◆ Brief A ◆
In the filing excerpt on controls and legal proceedings, as of what date did the Chief Executive Officer and Chief Financial Officer conclude that the disclosure controls and procedures were effective?
◆ Brief B ◆
Pick up the filing excerpt on controls and legal proceedings right after its final sentence and write what comes next.

◆ Document segment ◆
________________________

ITEM 4. CONTROLS AND PROCEDURES

In accordance with Exchange Act Rules 13a-15 and 15d-15, we carried out an
evaluation, under the supervision and with the participation of management,
including our Chief Executive Officer and Chief Financial Officer, of the
effectiveness of our disclosure controls and procedures as of the end of the
period covered by this report. Based on that evaluation, our Chief Executive
Officer and Chief Financial Officer concluded that our disclosure controls and
procedures were effective as of March 31, 2004 to provide reasonable assurance
that information required to be disclosed in our reports filed or submitted
under the Exchange Act is recorded, processed, summarized and reported within
the time periods specified in the Securities and Exchange Commission's rules and
forms.

There has been no change in our internal controls over financial reporting that
occurred during the three months ended March 31, 2004 that has materially
affected, or is reasonably likely to materially affect, our internal controls
over financial reporting.

26


PART II - OTHER INFORMATION

ITEM 1 - LEGAL PROCEEDINGS

From time to time we are a party to various legal proceedings arising in
the ordinary course of business. While the outcome of lawsuits cannot be
predicted with certainty, we are not currently a party to any proceeding that we
believe, if determined in a manner adverse to the Company, could have a
potential material adverse effect on our financial condition, results of
operations or cash flows.

________________________

◆ Provided data ◆
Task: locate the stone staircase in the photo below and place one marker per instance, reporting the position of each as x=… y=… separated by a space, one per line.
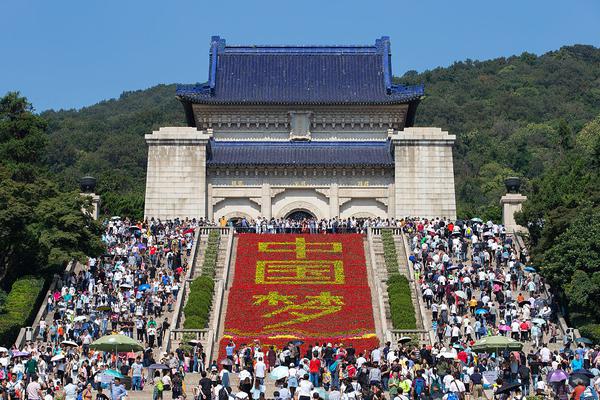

________________________

◆ Task result A ◆
March 31, 2004.

◆ Task result B ◆
ITEM 2 - CHANGES IN SECURITIES, USE OF PROCEEDS AND ISSUER PURCHASES OF EQUITY
SECURITIES

(C) RECENT SALES OF UNREGISTERED SECURITIES

On March 2, 2004, we issued 45,000 shares of our Common Stock in
connection with the exercise of warrants, which had originally been sold in May
of 1999 to an IRA for the benefit of John Elias (the "Elias IRA"). The aggregate
purchase price for the shares of Common Stock issued to the Elias IRA was
$240,750. The sale of the shares of Common Stock pursuant to the exercise of the
related warrants to the Elias IRA, was exempt from the registration requirements
of the Securities Act of 1933, as amended, by virtue of section 4(2) thereof as
a transaction not involving any public offering. The Company has previously
filed a registration statement with the SEC registering the resale of the Common
Stock described above under the Securities Act of 1933 as amended.



ITEM 3 - DEFAULTS UPON SENIOR SECURITIES.............................. None
ITEM 4 - SUBMISSION OF MATTERS TO A VOTE OF SECURITY HOLDERS.......... None
ITEM 5 - OTHER INFORMATION............................................ None


ITEM 6 - EXHIBITS AND REPORTS ON FORM 8-K

(A) EXHIBITS. The following exhibits are filed as part of this report:

INDEX TO EXHIBITS



Exhibit No.
- --------------

2.1 -- Amended and Restated Combination Agreement by and among (i)
Edge Group II Limited Partnership, (ii) Gulfedge Limited
Partnership, (iii) Edge Group Partnership, (iv) Edge Petroleum
Corporation, (v) Edge Mergeco, Inc. and (vi) the Company,
dated as of January 13, 1997 (Incorporated by reference from
exhibit 2.1 to the Company's Registration Statement on Form
S-4 (Registration No. 333-17269)).

2.2 -- Agreement and Plan of Merger dated as of May 28, 2003 among
Edge Petroleum Corporation, Edge Delaware Sub Inc. and Miller
Exploration Company (Miller") (Incorporated by reference from
Annex A to the Joint Proxy Statement/Prospectus contained in
the Company's Registration Statement on Form S-4/A filed on
October 31, 2003 (Registration No. 333-106484)).

3.1 -- Restated Certificate of Incorporation of the Company
(Incorporated by reference from exhibit 3.1 to the Company's
Registration Statement on Form S-1/A filed on February 5, 1997
(Registration No. 333-17267)).

3.2 -- Certificate of Amendment to the Restated Certificate of
Incorporation of the Company (Incorporated by reference from
exhibit 3.1 to the Company's Registration Statement on Form
S-1/A filed on February 5, 1997 (Registration No. 333-17267)).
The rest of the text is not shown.